ASSIGNED TASK.
Starting at the line that contains "Pinpoint each small", set down each line exactly until the records end, keeping both ends and adding nothing.

GIVEN INFORMATION.
+===+

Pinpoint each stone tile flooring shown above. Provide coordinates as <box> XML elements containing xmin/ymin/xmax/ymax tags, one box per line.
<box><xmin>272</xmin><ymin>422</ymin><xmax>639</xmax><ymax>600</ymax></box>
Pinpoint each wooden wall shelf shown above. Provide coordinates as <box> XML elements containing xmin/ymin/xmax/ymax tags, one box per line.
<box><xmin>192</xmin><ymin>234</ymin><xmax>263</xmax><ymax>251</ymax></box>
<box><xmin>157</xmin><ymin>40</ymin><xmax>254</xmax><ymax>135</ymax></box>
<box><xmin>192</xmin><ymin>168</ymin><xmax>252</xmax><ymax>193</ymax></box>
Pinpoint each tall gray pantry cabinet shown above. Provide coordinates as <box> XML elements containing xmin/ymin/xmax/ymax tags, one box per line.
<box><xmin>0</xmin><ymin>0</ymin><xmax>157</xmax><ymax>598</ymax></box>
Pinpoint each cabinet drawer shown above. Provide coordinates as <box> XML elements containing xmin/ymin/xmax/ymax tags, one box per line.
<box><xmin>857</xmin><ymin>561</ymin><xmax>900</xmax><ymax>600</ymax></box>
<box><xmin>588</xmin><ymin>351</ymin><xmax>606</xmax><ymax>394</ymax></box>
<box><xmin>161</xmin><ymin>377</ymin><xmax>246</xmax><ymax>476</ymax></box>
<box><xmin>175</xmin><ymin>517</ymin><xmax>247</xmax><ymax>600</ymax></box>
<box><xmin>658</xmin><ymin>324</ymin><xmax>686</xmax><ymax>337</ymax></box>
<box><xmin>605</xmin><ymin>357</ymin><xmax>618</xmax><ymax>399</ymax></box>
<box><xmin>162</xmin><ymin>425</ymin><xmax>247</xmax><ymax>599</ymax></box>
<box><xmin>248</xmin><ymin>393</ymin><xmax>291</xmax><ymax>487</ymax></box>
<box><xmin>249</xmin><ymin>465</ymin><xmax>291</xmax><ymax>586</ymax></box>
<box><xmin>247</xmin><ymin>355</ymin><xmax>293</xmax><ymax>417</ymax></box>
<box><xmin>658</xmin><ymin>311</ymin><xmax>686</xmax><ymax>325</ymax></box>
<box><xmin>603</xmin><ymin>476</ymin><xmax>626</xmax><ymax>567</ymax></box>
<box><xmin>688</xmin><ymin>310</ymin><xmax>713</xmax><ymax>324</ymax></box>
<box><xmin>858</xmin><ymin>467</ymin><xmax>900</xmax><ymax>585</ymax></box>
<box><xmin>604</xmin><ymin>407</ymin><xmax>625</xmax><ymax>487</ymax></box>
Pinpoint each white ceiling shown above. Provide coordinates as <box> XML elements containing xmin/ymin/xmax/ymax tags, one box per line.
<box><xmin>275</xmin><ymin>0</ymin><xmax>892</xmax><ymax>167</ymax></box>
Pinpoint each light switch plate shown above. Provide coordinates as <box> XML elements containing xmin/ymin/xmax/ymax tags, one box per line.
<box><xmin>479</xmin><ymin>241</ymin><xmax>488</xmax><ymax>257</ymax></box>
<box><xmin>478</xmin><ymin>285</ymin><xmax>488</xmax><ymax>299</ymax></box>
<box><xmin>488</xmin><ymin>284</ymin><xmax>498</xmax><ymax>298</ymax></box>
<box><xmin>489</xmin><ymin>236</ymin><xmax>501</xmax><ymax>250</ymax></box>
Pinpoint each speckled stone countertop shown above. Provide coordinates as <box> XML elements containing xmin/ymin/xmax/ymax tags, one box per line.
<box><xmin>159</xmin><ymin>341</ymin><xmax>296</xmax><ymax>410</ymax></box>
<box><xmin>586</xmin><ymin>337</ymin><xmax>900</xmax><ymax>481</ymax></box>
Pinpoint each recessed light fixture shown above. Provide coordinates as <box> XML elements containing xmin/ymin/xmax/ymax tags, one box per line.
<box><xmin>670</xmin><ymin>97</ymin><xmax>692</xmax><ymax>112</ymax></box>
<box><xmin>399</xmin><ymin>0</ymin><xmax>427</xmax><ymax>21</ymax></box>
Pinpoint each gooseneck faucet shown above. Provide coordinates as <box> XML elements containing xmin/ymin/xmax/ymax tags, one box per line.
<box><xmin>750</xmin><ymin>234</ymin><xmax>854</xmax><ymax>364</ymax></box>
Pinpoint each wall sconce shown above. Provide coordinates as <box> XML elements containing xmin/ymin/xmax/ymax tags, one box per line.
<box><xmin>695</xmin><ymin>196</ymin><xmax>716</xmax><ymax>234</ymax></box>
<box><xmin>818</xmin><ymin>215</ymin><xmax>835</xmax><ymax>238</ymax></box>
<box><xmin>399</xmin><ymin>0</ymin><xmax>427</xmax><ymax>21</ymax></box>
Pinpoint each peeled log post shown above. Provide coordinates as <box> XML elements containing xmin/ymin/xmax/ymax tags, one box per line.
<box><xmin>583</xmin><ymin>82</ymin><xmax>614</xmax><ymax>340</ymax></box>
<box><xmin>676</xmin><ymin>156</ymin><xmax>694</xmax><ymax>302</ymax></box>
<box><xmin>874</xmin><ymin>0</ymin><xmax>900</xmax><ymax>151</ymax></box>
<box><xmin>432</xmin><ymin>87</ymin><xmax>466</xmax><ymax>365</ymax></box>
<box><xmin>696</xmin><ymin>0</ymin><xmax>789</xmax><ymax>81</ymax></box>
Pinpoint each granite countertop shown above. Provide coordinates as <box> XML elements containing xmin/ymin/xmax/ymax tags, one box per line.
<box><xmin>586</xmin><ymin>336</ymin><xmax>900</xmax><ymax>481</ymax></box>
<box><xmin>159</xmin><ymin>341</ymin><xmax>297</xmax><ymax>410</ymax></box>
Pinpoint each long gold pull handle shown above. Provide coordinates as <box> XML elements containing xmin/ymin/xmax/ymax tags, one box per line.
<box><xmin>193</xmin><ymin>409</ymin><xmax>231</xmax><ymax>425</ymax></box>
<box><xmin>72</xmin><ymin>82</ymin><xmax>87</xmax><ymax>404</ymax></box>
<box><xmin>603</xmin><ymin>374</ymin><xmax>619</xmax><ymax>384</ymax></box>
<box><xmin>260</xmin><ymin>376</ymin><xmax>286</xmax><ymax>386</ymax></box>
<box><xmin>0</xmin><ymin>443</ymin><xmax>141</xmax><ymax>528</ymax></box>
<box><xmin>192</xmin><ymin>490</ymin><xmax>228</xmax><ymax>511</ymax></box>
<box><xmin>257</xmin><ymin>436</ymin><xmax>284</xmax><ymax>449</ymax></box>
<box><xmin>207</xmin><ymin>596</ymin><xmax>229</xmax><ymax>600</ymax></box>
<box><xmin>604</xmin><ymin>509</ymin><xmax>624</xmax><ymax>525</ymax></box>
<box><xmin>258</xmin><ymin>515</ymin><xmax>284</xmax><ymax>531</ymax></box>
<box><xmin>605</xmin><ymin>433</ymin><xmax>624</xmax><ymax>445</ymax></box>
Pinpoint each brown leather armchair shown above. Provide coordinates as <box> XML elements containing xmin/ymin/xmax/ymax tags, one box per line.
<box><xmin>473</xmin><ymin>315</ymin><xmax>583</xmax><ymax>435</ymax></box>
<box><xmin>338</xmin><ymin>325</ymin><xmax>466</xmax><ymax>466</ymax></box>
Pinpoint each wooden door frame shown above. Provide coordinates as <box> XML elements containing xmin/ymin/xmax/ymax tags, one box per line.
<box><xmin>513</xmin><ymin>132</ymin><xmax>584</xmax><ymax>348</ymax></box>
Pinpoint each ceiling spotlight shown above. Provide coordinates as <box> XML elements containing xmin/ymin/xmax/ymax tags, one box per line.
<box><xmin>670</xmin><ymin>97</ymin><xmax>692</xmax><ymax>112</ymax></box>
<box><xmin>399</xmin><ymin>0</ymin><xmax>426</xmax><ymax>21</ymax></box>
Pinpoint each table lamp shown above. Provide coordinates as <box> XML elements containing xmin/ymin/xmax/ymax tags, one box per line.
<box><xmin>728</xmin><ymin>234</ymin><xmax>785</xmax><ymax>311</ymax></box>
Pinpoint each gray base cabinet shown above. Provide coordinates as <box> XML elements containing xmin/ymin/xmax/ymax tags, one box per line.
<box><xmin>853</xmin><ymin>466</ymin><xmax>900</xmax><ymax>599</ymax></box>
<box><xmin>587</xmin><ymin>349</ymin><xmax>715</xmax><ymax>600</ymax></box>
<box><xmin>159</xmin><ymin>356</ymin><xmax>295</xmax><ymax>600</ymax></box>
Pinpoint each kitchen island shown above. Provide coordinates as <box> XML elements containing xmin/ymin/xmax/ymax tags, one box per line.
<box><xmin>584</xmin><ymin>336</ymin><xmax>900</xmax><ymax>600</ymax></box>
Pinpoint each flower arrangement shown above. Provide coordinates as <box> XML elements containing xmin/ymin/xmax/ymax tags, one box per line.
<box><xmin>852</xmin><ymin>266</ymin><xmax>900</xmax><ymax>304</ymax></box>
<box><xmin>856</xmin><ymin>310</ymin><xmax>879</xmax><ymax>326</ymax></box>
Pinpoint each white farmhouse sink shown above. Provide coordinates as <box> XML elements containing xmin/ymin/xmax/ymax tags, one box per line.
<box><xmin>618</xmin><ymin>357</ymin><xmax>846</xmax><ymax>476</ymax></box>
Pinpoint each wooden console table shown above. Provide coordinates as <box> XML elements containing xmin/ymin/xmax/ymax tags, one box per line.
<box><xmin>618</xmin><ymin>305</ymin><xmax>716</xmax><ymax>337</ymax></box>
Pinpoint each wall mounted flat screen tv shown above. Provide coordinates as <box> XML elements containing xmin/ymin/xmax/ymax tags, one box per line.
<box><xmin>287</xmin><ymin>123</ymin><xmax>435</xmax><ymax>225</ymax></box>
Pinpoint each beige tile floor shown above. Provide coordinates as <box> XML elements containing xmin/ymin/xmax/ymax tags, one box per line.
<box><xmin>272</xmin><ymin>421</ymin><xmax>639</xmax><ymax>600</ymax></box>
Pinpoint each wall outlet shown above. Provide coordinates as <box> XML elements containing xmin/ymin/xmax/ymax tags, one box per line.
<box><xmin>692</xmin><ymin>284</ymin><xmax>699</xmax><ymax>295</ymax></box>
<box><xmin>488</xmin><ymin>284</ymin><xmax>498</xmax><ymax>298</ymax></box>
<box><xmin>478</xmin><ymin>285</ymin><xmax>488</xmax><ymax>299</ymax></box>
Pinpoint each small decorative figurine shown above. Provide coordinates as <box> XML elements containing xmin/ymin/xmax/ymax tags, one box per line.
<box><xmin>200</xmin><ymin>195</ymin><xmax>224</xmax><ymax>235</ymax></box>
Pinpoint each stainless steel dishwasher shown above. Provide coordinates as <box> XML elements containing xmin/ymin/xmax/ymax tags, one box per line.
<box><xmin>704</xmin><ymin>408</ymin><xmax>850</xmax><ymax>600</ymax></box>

+===+

SOLUTION FOR THIS TASK.
Pinpoint each small decorative figurine shown above. Provide coordinates as <box> XML elements containing xmin/ymin/xmax/ymax tags, one box per line.
<box><xmin>200</xmin><ymin>195</ymin><xmax>224</xmax><ymax>235</ymax></box>
Pinpoint each stainless steel dishwasher shown above. Provide coordinates as <box> XML elements containing xmin/ymin/xmax/ymax tags, one box per line.
<box><xmin>704</xmin><ymin>408</ymin><xmax>850</xmax><ymax>600</ymax></box>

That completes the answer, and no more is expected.